Thursday 24 November 2011

Dave's 500 Bus Albums No 8 - Gillan "The Japanese Album" (1978)

This is one I'd never heard of until recently. The first album by the band Gillan, after Ian Gillan disbanded The Ian Gillan Band (hopefully that sentence all made sense!), and I'd always thought that "Mr Universe" was the first Gillan LP, but nope it was this.

Only released in Japan, Australia and New Zealand at first, the album was available on import in the UK. When the band recorded "Mr Universe" the following year later some of the tracks from this album were re-recorded for that one. From the sound of this, they kept the best ones.

Originally entitled simply "Gillan", "The Japanese Album" is very much an LP of two halves. Some of the tracks are sub-metal pub-rock, whilst others still stand out decades later as rightful classics (I'm looking at you, "Fighting Man"). The whole album does suffer from songs being stretched out beyond their legitimate length by simply repeating the chorus 3 or 4 times over different instrumental solos, but then that's more a symptom of late 70's Metal than a specific fault of the band.

At the time, Gillan's style of music fitted in perfectly with the burgeoning New Wave Of British Heavy Metal, but now 30 years down the line you can kind of hear that he's still dragging a lot of old Deep Purple musical themes along with him. Maybe that's not a bad thing, if you like those themes, but in 2010 it does sound a bit dated.

However, I'm very familiar with Gillan's work from 1979 onwards, and it's nice to hear what to me is a "lost" album from just before they hit the big time.

■ DATA BELOW ■
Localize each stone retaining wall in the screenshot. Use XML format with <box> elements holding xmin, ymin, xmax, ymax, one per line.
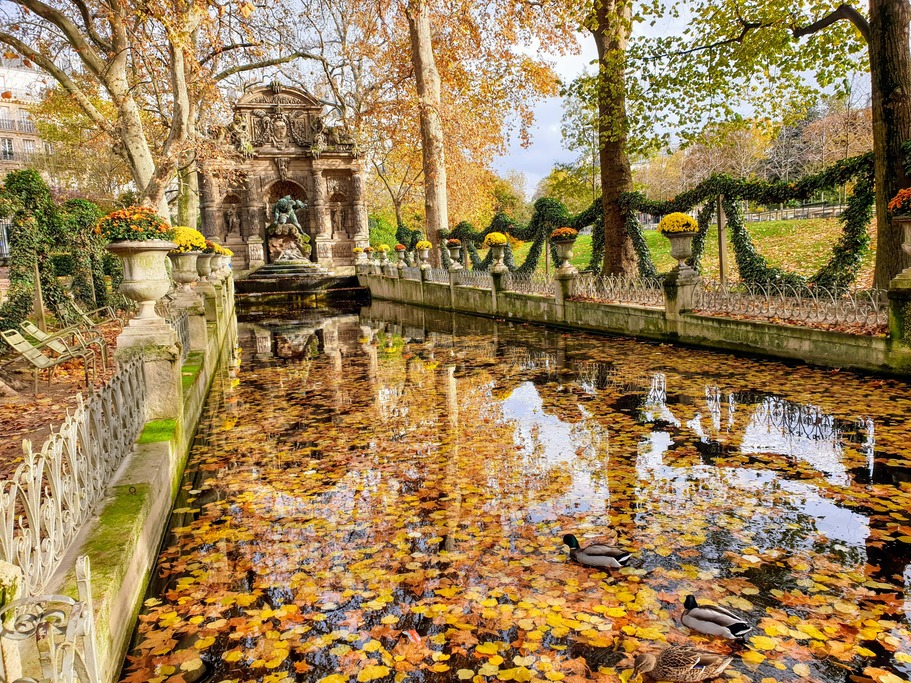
<box><xmin>48</xmin><ymin>277</ymin><xmax>237</xmax><ymax>682</ymax></box>
<box><xmin>359</xmin><ymin>273</ymin><xmax>911</xmax><ymax>376</ymax></box>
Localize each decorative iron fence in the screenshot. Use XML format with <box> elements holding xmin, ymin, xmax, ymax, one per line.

■ TASK TO CARRY OUT ■
Transcribe the whole blog post about Gillan's "The Japanese Album" word for word.

■ RESPONSE AREA ■
Thursday 24 November 2011

Dave's 500 Bus Albums No 8 - Gillan "The Japanese Album" (1978)

This is one I'd never heard of until recently. The first album by the band Gillan, after Ian Gillan disbanded The Ian Gillan Band (hopefully that sentence all made sense!), and I'd always thought that "Mr Universe" was the first Gillan LP, but nope it was this.

Only released in Japan, Australia and New Zealand at first, the album was available on import in the UK. When the band recorded "Mr Universe" the following year later some of the tracks from this album were re-recorded for that one. From the sound of this, they kept the best ones.

Originally entitled simply "Gillan", "The Japanese Album" is very much an LP of two halves. Some of the tracks are sub-metal pub-rock, whilst others still stand out decades later as rightful classics (I'm looking at you, "Fighting Man"). The whole album does suffer from songs being stretched out beyond their legitimate length by simply repeating the chorus 3 or 4 times over different instrumental solos, but then that's more a symptom of late 70's Metal than a specific fault of the band.

At the time, Gillan's style of music fitted in perfectly with the burgeoning New Wave Of British Heavy Metal, but now 30 years down the line you can kind of hear that he's still dragging a lot of old Deep Purple musical themes along with him. Maybe that's not a bad thing, if you like those themes, but in 2010 it does sound a bit dated.

However, I'm very familiar with Gillan's work from 1979 onwards, and it's nice to hear what to me is a "lost" album from just before they hit the big time.